» STATED TASK
Change "blue letters" to "blue lettering" in the stretch from the line containing "Mark all instances of man in white polo" through the line containing "[188,106,286,320]", and reproduce those lines with nothing else altered. Leave the picture out of your answer.

** Start DATA SHOWN **

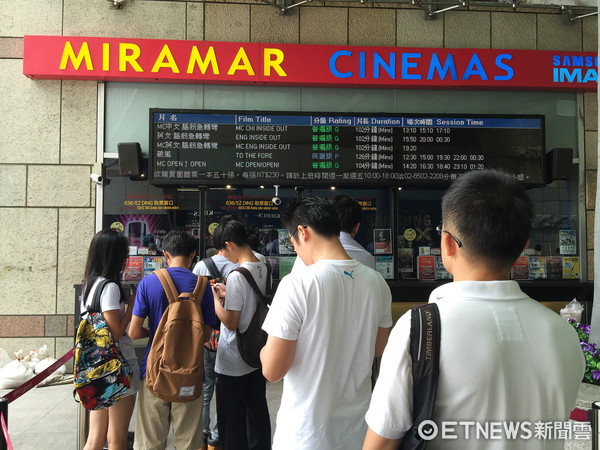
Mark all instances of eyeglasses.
[285,225,307,252]
[435,223,462,248]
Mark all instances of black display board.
[149,109,545,187]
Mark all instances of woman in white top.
[81,229,140,450]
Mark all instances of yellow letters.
[151,44,179,73]
[119,42,144,72]
[264,48,287,77]
[59,41,94,70]
[227,47,254,76]
[102,42,110,72]
[187,45,219,75]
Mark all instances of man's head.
[331,194,362,237]
[442,170,533,270]
[162,230,198,259]
[213,215,250,250]
[213,215,250,263]
[281,196,340,264]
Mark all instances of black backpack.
[232,263,273,369]
[400,303,441,450]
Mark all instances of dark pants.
[216,370,271,450]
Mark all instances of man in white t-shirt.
[364,170,585,450]
[261,197,392,450]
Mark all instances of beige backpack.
[146,269,208,402]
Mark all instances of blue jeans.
[202,348,219,441]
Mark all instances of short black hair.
[442,169,533,269]
[281,196,340,237]
[162,230,198,257]
[213,215,250,250]
[331,194,362,233]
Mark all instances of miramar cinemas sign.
[23,36,598,91]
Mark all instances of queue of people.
[78,170,585,450]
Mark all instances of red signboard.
[23,36,598,91]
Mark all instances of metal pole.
[0,397,8,450]
[592,402,600,450]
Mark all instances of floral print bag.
[73,280,133,410]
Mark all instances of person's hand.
[213,283,227,298]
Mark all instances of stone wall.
[0,0,598,366]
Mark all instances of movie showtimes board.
[150,109,545,187]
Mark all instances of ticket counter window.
[204,187,393,280]
[397,171,582,281]
[102,160,200,282]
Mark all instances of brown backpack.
[146,269,208,402]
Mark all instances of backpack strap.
[190,275,208,303]
[154,269,179,303]
[86,279,111,313]
[232,267,270,300]
[202,258,223,278]
[400,303,441,449]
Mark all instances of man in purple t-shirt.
[129,231,216,449]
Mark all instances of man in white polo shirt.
[364,170,585,450]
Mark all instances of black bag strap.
[202,258,223,278]
[400,303,441,449]
[85,278,111,313]
[231,264,271,304]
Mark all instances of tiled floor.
[0,382,600,450]
[0,382,283,450]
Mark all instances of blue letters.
[329,50,353,78]
[463,53,488,80]
[373,52,396,80]
[494,53,515,81]
[358,52,367,78]
[402,53,422,80]
[427,53,458,80]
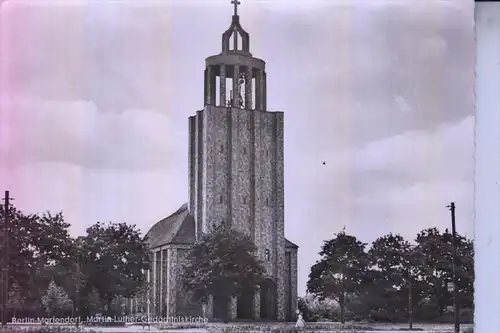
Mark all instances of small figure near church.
[295,310,306,328]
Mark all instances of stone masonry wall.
[273,112,286,320]
[176,247,202,317]
[188,106,286,320]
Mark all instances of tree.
[42,281,73,316]
[0,205,71,314]
[307,231,368,323]
[7,284,24,317]
[367,233,420,321]
[182,220,264,312]
[416,228,474,317]
[80,223,149,315]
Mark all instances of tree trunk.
[339,292,345,324]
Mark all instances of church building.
[139,1,298,321]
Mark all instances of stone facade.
[132,5,297,321]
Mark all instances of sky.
[0,0,474,295]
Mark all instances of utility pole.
[1,191,14,326]
[446,202,460,333]
[75,249,81,328]
[408,269,413,330]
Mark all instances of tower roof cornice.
[222,0,250,54]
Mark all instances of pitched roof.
[146,204,195,249]
[285,238,299,249]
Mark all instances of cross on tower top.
[231,0,241,16]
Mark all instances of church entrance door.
[213,296,229,320]
[260,279,276,320]
[237,292,254,319]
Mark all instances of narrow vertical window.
[264,249,271,261]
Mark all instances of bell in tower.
[204,0,266,111]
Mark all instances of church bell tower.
[188,0,286,320]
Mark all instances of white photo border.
[474,1,500,333]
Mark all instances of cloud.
[0,97,188,171]
[285,116,474,286]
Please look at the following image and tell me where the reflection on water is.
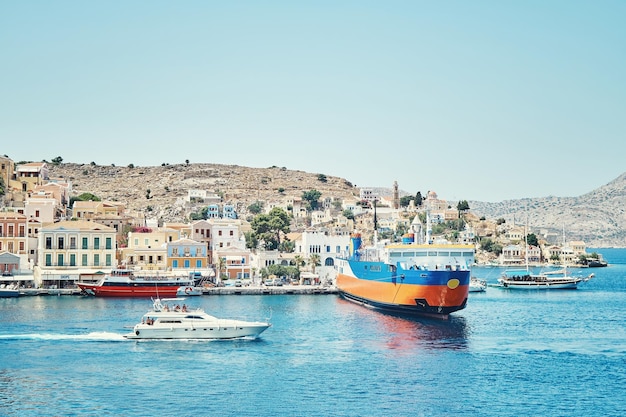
[341,300,468,352]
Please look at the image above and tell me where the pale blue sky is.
[0,0,626,202]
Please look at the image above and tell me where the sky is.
[0,0,626,202]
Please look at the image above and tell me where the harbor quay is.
[11,285,337,296]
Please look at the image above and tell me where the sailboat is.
[498,221,595,290]
[498,267,594,290]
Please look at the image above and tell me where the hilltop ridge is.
[49,163,359,222]
[50,163,626,247]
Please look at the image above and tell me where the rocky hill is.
[50,164,626,247]
[50,164,359,222]
[469,173,626,247]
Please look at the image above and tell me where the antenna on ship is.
[374,199,378,246]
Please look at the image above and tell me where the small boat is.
[498,268,594,290]
[0,284,20,298]
[124,297,271,339]
[176,286,202,297]
[335,216,474,320]
[469,277,487,292]
[77,269,196,298]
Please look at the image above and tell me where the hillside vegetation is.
[50,163,626,247]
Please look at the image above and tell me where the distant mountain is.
[51,164,626,247]
[469,173,626,247]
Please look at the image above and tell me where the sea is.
[0,248,626,417]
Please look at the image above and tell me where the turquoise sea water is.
[0,249,626,416]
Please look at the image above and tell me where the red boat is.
[77,269,195,298]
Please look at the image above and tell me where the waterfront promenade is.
[14,285,337,297]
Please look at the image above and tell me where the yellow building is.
[35,220,117,288]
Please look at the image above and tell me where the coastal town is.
[0,156,603,294]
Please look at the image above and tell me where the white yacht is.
[124,298,271,339]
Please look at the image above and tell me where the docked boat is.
[498,268,594,290]
[77,269,196,298]
[0,284,20,298]
[469,277,487,292]
[124,298,271,339]
[336,228,474,319]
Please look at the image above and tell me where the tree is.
[480,237,502,255]
[250,207,290,250]
[400,195,415,207]
[309,253,322,273]
[70,193,101,207]
[456,200,469,212]
[243,232,259,249]
[293,255,305,275]
[415,191,424,207]
[302,189,322,210]
[526,233,539,246]
[215,257,228,279]
[248,201,263,214]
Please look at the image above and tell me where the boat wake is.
[0,332,127,342]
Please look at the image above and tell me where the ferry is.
[124,298,271,339]
[77,269,196,298]
[336,224,474,320]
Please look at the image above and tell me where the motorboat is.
[0,284,20,298]
[176,285,203,297]
[469,277,487,292]
[124,297,271,339]
[77,269,196,298]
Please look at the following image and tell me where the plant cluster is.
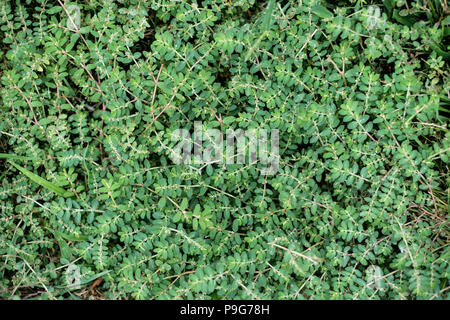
[0,0,450,299]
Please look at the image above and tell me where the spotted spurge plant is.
[0,0,450,299]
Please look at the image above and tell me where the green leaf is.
[9,161,73,198]
[311,6,333,19]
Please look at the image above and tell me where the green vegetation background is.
[0,0,450,299]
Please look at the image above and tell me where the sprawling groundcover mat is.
[0,0,450,299]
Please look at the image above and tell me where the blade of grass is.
[9,160,73,198]
[0,153,33,161]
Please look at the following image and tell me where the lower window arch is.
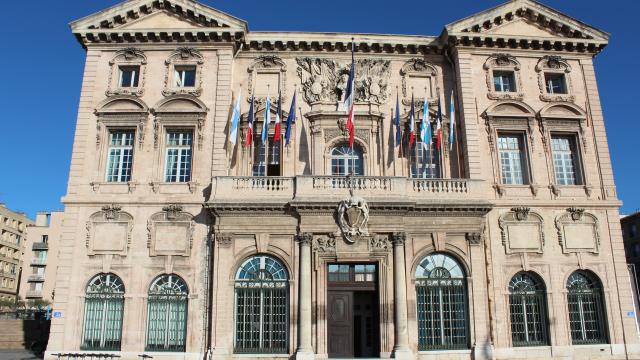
[567,271,607,345]
[146,274,189,352]
[234,255,289,354]
[415,254,469,351]
[509,272,549,346]
[80,274,124,351]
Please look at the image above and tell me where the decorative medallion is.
[338,196,369,244]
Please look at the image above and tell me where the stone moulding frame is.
[147,204,195,257]
[498,207,545,255]
[482,54,524,100]
[85,204,133,256]
[535,55,576,102]
[555,208,600,254]
[162,47,204,97]
[105,48,147,97]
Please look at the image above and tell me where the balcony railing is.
[211,176,482,203]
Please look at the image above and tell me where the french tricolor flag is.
[344,42,356,148]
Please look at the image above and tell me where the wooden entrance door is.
[327,291,353,357]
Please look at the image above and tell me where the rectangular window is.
[498,134,527,185]
[551,135,580,185]
[544,74,567,94]
[493,71,516,92]
[106,130,135,182]
[119,66,140,88]
[164,130,193,182]
[174,65,196,87]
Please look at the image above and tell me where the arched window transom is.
[415,254,469,351]
[81,274,124,351]
[235,255,289,354]
[146,274,189,352]
[509,273,549,346]
[567,271,607,345]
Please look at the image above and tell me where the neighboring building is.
[42,0,640,360]
[19,211,63,302]
[0,203,33,303]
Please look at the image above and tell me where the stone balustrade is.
[211,175,482,203]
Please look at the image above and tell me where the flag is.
[229,89,242,146]
[420,94,433,150]
[436,95,442,150]
[244,95,255,147]
[344,42,356,148]
[273,94,282,142]
[409,94,416,146]
[262,95,271,144]
[284,92,298,145]
[449,90,456,151]
[396,94,402,146]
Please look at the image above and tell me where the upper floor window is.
[498,134,528,185]
[544,73,567,94]
[174,65,196,87]
[164,130,193,182]
[118,66,140,88]
[493,71,516,92]
[551,134,581,185]
[331,144,364,176]
[106,130,135,182]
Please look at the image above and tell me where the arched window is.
[509,272,549,346]
[146,274,189,352]
[416,254,469,350]
[331,144,364,176]
[567,271,607,345]
[235,255,289,354]
[81,274,124,351]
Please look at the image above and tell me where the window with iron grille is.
[498,134,528,185]
[409,141,440,179]
[551,135,580,185]
[415,254,469,351]
[164,130,193,182]
[567,271,607,345]
[234,256,289,354]
[331,144,364,176]
[81,274,124,351]
[146,275,189,352]
[106,130,135,182]
[509,272,549,346]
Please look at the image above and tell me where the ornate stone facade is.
[46,0,640,360]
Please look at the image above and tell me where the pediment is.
[446,0,609,43]
[71,0,247,33]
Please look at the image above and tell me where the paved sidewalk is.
[0,350,42,360]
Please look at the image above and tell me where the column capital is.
[296,232,313,246]
[391,232,407,246]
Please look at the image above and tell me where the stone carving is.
[338,196,369,244]
[296,57,391,104]
[369,235,391,252]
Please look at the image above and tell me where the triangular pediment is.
[446,0,609,42]
[71,0,247,33]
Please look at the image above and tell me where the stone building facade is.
[0,203,33,303]
[47,0,640,359]
[18,211,64,304]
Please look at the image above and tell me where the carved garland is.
[105,48,147,97]
[535,55,576,102]
[162,47,204,96]
[483,54,524,100]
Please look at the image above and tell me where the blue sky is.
[0,0,640,217]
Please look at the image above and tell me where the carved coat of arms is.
[338,196,369,244]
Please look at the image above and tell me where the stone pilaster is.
[296,233,314,360]
[392,233,413,359]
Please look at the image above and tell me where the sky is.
[0,0,640,217]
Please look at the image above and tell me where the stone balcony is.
[207,175,491,214]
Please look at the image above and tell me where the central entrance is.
[327,263,380,358]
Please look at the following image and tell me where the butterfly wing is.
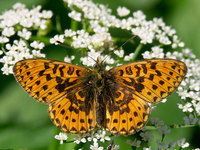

** End DATA SHOWN **

» SOLUTION FOR THIS PROBLEM
Mark all instances of man in white polo shirt.
[364,170,585,450]
Mark all instances of black bag strap.
[202,258,223,278]
[400,303,441,449]
[85,278,111,313]
[231,264,271,304]
Mark all instances of tiled floor.
[0,382,600,450]
[0,382,283,450]
Mark all instances of blue lettering.
[329,50,353,78]
[463,53,488,80]
[373,52,396,80]
[494,53,515,81]
[358,52,367,78]
[402,53,422,80]
[427,53,458,80]
Mark all instances of small figure near church.
[295,310,306,328]
Mark all instances of stone masonry wall.
[273,112,286,320]
[176,247,202,317]
[188,106,286,320]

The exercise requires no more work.